Christ be with me, Christ within me,
Christ behind me, Christ before me,
Christ beside me, Christ to win me,
Christ to comfort and restore me.
Christ beneath me, Christ above me,
Christ in quiet, Christ in danger,
Christ in hearts of all that love me,
Christ in mouth of friend and stranger.

Christ with me, Christ before me, Christ behind me,
Christ in me, Christ beneath me, Christ above me,
Christ on my right, Christ on my left,
Christ where I lie, Christ where I sit, Christ where I arise,
Christ in the heart of everyone who thinks of me,
Christ in the mouth of every one who speaks to me,
Christ in every eye that sees me,
Christ in every ear that hears me.
Salvation is of the Lord.
Salvation is of the Christ.
May your salvation, Lord, be ever with us.

Homily for 23rd Sunday in Ordinary Time –Invest in Faith: There’s a Great Pay-Off!

Reading 1:   Wis 9:13-18b     Responsorial Psalm   Ps 90:3-4, 5-6, 12-13, 14 and 17  

Reading 2     Phmn 9-10, 12-17    Gospel    Lk 14:25-33

By this time in our history, what Catholic doesn’t know when Jesus states “You must hate your father, mother, wife, children, brother, sister if you are to follow me”  he used hyperbole / exaggeration to express that we must love God first above all others.  If not, we tend to love family and friends selfishly, manipulatively, with jealousy or envy or with inflated pride or too much criticism.  Following Jesus first, we see our loved ones as Jesus sees them, love them as Jesus loves them, support them as much as we can mirror Jesus’  support—i.e., loving them while insisting on the Two Great Commandments which foster honesty, humility, forgiveness, and courage to repair any damage that we’ve done.   As for “hating even our lives,” of course, we must always be GRATEFUL for our lives, for being invited to share in Jesus’ life, his mission, cultivating his perspectives in how we interact with the world.  What we need “to hate”  is our tendency to default to society’s ways of valuing us – our looks, our possessions, our neighborhoods, our needs for other’s approval.  Grateful that we may have these things but not resentful that we may not.

In the NYTIMES Sunday Arts section today, there’s an insightful interview with Linda Ronstadt, a very popular recording artist of the 1970 and 80’s , now retired and, it seems, living gracefully with Parkinson’s disease.  Regarding her unique recordings of Mexican songs when bringing Spanish into mainstream pop was extremely rare, her interviewer asked her:  ““When critics talk about the pop artists who brought music from outside the U.S. or U.K. to the pop mainstream, they mention Paul Simon and Peter Gabriel, not you. Is that frustrating?  HER RESPONSE:  Who cares? My music is not curing cancer. It will be gone soon enough.

That, my friends is a shining example of being thankful for our lives and talents while being humble and keeping the big picture –whether we ever get our name in a newspaper or our YouTube posts go viral.

**SOURCE INFORMATION:**
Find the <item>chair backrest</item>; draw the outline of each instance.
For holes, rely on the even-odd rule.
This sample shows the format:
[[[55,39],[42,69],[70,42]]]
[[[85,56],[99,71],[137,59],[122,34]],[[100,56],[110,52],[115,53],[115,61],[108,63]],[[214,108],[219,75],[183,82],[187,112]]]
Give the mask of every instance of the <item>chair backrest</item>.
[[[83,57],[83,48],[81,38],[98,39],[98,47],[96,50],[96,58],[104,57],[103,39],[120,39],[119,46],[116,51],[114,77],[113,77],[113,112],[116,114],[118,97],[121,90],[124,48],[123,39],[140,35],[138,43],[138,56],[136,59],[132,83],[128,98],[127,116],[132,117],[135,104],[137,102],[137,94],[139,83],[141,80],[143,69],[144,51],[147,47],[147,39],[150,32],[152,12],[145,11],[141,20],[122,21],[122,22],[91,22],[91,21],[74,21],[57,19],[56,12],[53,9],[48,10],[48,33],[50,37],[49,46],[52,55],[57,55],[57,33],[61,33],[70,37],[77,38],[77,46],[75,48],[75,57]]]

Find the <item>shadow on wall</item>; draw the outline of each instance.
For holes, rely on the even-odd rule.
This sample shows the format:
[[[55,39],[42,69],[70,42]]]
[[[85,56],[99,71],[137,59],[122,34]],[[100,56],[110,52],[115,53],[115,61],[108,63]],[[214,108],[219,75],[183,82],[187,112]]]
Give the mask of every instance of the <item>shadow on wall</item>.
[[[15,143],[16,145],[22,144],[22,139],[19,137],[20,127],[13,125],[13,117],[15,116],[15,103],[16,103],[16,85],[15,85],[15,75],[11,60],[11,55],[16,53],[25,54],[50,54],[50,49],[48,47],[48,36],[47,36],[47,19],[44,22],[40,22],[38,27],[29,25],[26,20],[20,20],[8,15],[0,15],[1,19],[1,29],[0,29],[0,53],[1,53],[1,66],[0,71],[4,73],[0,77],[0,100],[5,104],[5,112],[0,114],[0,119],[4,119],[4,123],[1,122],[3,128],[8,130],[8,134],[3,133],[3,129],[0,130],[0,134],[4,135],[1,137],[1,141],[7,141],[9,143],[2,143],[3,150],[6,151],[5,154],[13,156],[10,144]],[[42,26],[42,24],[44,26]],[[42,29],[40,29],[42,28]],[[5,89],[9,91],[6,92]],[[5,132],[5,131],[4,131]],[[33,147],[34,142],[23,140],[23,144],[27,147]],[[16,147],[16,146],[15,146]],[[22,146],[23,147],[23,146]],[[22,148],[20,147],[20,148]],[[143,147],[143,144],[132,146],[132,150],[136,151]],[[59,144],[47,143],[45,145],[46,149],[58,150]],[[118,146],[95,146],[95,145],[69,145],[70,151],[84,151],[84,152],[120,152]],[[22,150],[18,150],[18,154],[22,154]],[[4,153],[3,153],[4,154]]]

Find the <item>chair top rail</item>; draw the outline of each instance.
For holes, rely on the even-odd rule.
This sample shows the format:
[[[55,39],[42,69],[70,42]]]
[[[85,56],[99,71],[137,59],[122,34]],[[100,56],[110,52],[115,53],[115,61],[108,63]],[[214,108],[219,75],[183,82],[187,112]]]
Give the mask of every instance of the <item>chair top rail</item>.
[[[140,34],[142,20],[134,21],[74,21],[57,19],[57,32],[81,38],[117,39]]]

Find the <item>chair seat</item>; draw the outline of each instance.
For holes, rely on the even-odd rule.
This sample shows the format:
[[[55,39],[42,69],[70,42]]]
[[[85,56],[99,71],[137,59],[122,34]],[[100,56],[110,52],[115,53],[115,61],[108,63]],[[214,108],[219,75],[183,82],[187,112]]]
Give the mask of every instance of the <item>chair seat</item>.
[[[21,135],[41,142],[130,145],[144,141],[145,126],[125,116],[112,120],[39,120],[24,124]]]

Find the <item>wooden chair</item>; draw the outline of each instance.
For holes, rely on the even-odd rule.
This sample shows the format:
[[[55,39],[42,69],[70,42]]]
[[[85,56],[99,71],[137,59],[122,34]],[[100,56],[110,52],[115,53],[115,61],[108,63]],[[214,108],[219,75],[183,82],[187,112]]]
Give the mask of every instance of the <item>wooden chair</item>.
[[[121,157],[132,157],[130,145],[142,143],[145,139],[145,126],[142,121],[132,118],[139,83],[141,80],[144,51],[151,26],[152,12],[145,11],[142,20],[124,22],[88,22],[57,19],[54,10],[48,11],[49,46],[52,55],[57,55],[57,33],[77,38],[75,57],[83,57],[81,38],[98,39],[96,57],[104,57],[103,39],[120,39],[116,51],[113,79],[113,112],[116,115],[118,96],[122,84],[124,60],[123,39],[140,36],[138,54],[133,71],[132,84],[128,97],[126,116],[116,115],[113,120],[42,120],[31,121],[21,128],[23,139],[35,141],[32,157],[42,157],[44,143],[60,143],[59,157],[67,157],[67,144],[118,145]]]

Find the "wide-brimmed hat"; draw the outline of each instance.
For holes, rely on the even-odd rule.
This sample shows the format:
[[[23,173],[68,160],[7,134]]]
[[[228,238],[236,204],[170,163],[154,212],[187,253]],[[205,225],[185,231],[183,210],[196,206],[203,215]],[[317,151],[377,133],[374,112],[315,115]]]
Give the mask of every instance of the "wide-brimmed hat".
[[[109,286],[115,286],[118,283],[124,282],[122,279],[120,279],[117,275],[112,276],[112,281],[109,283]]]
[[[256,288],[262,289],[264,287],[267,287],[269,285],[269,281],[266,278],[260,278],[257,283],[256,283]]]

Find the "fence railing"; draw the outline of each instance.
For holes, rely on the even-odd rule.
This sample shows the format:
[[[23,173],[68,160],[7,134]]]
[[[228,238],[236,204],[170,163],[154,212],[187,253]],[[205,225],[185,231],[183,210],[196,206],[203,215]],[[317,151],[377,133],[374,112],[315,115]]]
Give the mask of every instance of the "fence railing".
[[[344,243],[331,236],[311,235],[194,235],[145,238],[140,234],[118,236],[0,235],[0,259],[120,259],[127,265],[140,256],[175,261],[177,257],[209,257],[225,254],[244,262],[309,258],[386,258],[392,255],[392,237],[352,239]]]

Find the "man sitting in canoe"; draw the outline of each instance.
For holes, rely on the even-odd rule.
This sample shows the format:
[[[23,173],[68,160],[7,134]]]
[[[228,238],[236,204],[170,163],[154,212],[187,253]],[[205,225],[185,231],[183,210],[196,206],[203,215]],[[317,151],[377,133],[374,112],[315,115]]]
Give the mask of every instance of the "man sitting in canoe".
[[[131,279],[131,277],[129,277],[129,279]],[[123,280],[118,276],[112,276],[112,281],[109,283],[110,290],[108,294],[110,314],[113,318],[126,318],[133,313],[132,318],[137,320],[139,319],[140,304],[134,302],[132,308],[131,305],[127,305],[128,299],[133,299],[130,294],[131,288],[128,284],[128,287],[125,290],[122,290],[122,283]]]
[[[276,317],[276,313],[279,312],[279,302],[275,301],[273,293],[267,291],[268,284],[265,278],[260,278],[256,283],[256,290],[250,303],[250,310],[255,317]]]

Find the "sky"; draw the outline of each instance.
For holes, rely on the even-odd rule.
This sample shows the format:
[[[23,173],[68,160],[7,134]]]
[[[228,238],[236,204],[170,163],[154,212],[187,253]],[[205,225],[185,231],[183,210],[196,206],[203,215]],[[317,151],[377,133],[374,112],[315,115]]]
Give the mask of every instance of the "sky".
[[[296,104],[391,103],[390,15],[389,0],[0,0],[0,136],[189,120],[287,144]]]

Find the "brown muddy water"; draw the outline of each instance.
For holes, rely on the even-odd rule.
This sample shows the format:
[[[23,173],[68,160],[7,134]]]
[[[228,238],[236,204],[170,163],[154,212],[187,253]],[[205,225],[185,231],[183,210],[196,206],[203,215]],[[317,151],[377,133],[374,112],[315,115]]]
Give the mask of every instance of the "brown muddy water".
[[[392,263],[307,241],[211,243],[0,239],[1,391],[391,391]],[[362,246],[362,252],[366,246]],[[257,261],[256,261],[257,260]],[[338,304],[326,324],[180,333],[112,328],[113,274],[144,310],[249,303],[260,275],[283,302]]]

**WORK TO BE COMPLETED:**
Copy out the homily, starting at "That, my friends" and ending at "posts go viral.", and change "shining example" to "fine example".

**RESPONSE TO THE EXERCISE:**
That, my friends is a fine example of being thankful for our lives and talents while being humble and keeping the big picture –whether we ever get our name in a newspaper or our YouTube posts go viral.